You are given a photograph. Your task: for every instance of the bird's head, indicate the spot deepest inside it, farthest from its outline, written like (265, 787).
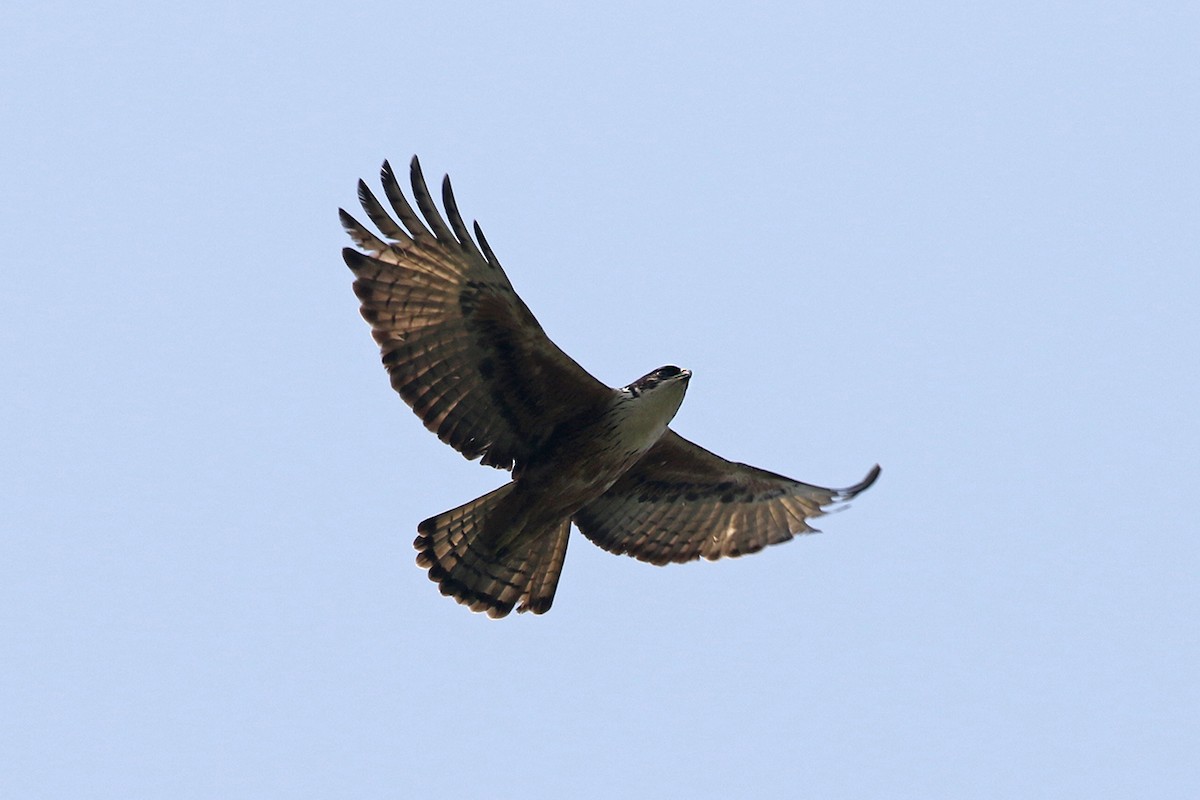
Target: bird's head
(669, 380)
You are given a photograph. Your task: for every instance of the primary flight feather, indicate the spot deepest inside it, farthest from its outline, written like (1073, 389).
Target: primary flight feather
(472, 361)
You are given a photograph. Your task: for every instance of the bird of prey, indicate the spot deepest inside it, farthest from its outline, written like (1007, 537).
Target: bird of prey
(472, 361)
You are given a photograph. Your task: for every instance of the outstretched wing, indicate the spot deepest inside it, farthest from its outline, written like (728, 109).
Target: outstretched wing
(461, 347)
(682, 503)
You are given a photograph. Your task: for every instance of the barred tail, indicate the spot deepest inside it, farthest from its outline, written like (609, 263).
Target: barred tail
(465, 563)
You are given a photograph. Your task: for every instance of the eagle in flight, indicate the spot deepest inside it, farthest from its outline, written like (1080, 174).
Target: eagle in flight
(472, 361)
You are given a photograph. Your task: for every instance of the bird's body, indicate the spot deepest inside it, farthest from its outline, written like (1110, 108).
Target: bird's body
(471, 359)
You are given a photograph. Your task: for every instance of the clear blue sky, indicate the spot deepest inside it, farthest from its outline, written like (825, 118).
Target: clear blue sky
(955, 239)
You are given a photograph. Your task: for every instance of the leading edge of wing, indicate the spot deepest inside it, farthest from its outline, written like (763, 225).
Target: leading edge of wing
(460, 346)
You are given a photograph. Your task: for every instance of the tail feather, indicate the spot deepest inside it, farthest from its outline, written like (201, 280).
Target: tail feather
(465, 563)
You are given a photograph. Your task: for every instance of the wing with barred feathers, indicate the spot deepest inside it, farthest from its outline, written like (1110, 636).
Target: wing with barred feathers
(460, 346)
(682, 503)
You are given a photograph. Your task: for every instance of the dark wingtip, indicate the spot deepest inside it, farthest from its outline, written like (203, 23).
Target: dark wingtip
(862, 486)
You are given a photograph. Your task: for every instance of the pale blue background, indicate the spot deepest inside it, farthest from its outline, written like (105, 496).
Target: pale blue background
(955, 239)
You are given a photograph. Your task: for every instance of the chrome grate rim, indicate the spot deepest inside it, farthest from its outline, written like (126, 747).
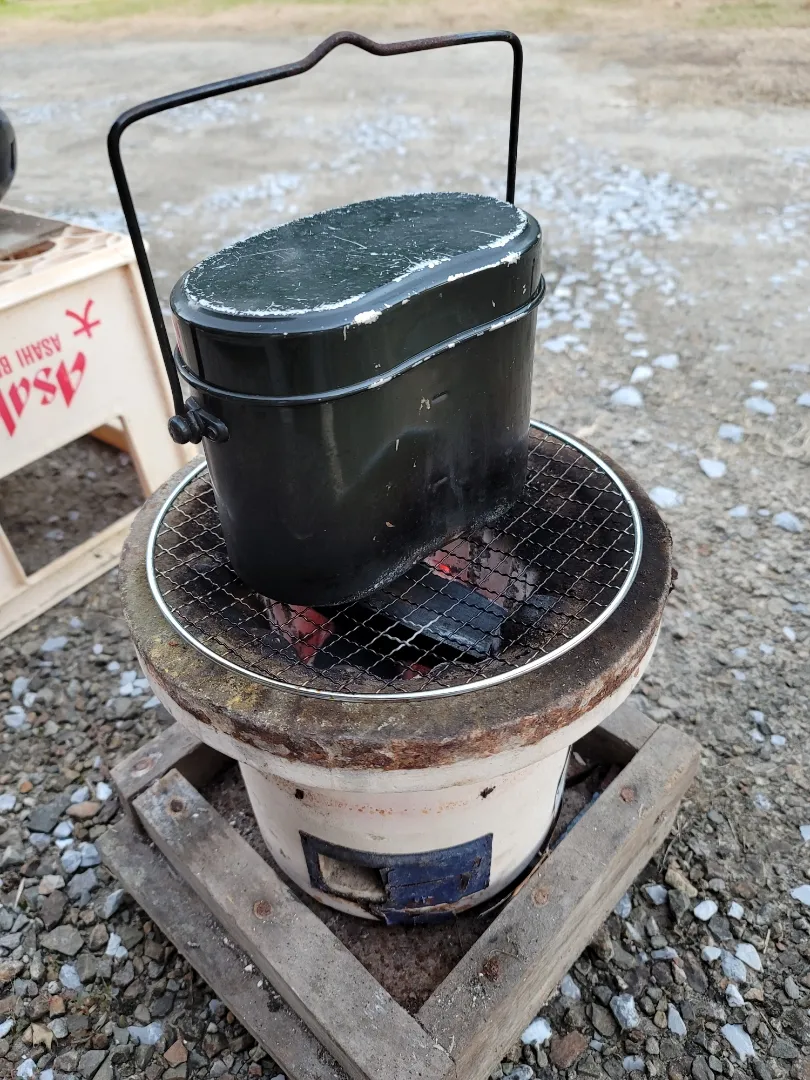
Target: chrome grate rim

# # # # #

**What is needed:** Take the lines from the one containing "Target: dark wingtip" through the final line of the listing above and print them exactly, including both ends but no pictures.

**Solved exercise:**
Target: dark wingtip
(862, 486)
You are given a photograph. Your task: for every instance of the pale blue background, indicate the spot deepest inside it, farthest from its outline, written like (105, 496).
Target: pale blue background
(955, 239)
You are given a photograph. Your task: for every instance of the chrome grate rim, indicate the spot deepest inside it, farthest from its outline, written like (126, 747).
Target: chrome grate rim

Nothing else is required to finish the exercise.